● **Apply what you read**:
[1] From the PAPR associativity patch, write out word for word the portion starting with "Signed-off-by: Daniel Henrique" and going on through "insertions(+), 27 deletions(-)".
[2] Continue the PAPR associativity patch after its last shown line.

PAPR interface currently supports two different ways of communicating resource
grouping details to the OS. These are referred to as Form 0 and Form 1
associativity grouping. Form 0 is the older format and is now considered
deprecated. This patch adds another resource grouping named FORM2.

Signed-off-by: Daniel Henrique Barboza <danielhb...@gmail.com>
Signed-off-by: Aneesh Kumar K.V <aneesh.ku...@linux.ibm.com>
---
 Documentation/powerpc/associativity.rst   | 103 +++++++++++++
 arch/powerpc/include/asm/firmware.h       |   3 +-
 arch/powerpc/include/asm/prom.h           |   1 +
 arch/powerpc/kernel/prom_init.c           |   3 +-
 arch/powerpc/mm/numa.c                    | 168 ++++++++++++++++++----
 arch/powerpc/platforms/pseries/firmware.c |   1 +
 6 files changed, 252 insertions(+), 27 deletions(-)

● **Data excerpt**:
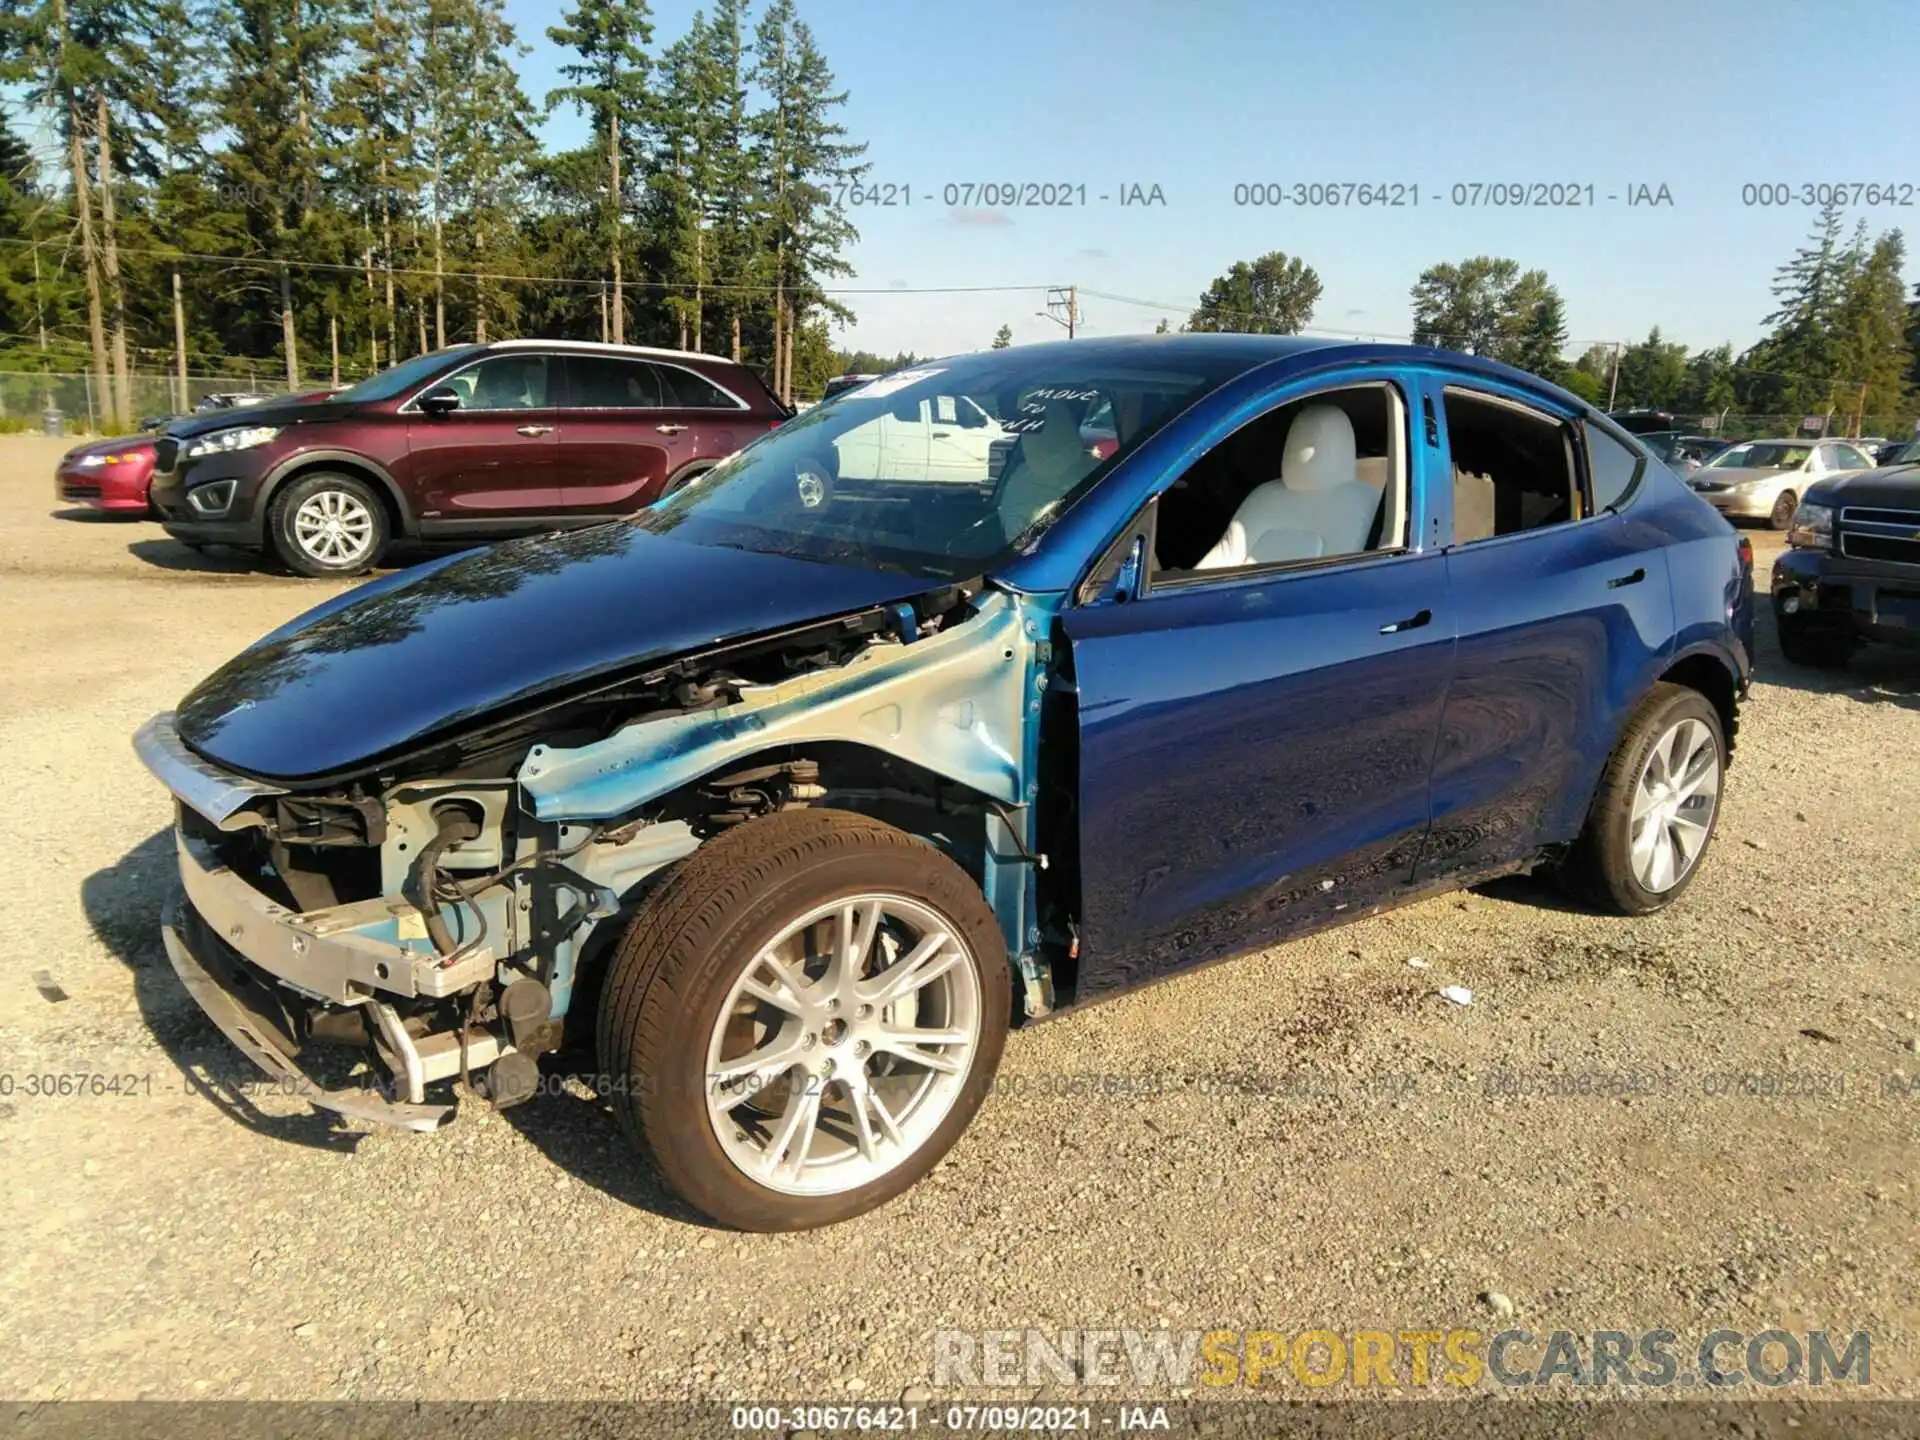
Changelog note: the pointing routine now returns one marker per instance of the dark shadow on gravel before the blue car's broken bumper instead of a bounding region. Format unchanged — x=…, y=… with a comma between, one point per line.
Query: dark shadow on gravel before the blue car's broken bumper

● **Answers for this exercise**:
[1]
Signed-off-by: Daniel Henrique Barboza <danielhb...@gmail.com>
Signed-off-by: Aneesh Kumar K.V <aneesh.ku...@linux.ibm.com>
---
 Documentation/powerpc/associativity.rst   | 103 +++++++++++++
 arch/powerpc/include/asm/firmware.h       |   3 +-
 arch/powerpc/include/asm/prom.h           |   1 +
 arch/powerpc/kernel/prom_init.c           |   3 +-
 arch/powerpc/mm/numa.c                    | 168 ++++++++++++++++++----
 arch/powerpc/platforms/pseries/firmware.c |   1 +
 6 files changed, 252 insertions(+), 27 deletions(-)

[2]
 create mode 100644 Documentation/powerpc/associativity.rst

diff --git a/Documentation/powerpc/associativity.rst 
b/Documentation/powerpc/associativity.rst
new file mode 100644
index 000000000000..b6c89706ca03
--- /dev/null
+++ b/Documentation/powerpc/associativity.rst
@@ -0,0 +1,103 @@
+============================
+NUMA resource associativity
+=============================
+
+Associativity represents the groupings of the various platform resources into
+domains of substantially similar mean performance relative to resources outside
+of that domain. Resources subsets of a given domain that exhibit better
+performance relative to each other than relative to other resources subsets
+are represented as being members of a sub-grouping domain. This performance
+characteristic is presented in terms of NUMA node distance within the Linux 
kernel.
+From the platform view, these groups are also referred to as domains.
+
+PAPR interface currently supports different ways of communicating these 
resource
+grouping details to the OS. These are referred to as Form 0, Form 1 and Form2
+associativity grouping. Form 0 is the oldest format and is now considered 
deprecated.
+
+Hypervisor indicates the type/form of associativity used via 
"ibm,architecture-vec-5 property".
+Bit 0 of byte 5 in the "ibm,architecture-vec-5" property indicates usage of 
Form 0 or Form 1.
+A value of 1 indicates the usage of Form 1 associativity. For Form 2 
associativity
+bit 2 of byte 5 in the "ibm,architecture-vec-5" property is used.
+
+Form 0
+-----
+Form 0 associativity supports only two NUMA distances (LOCAL and REMOTE).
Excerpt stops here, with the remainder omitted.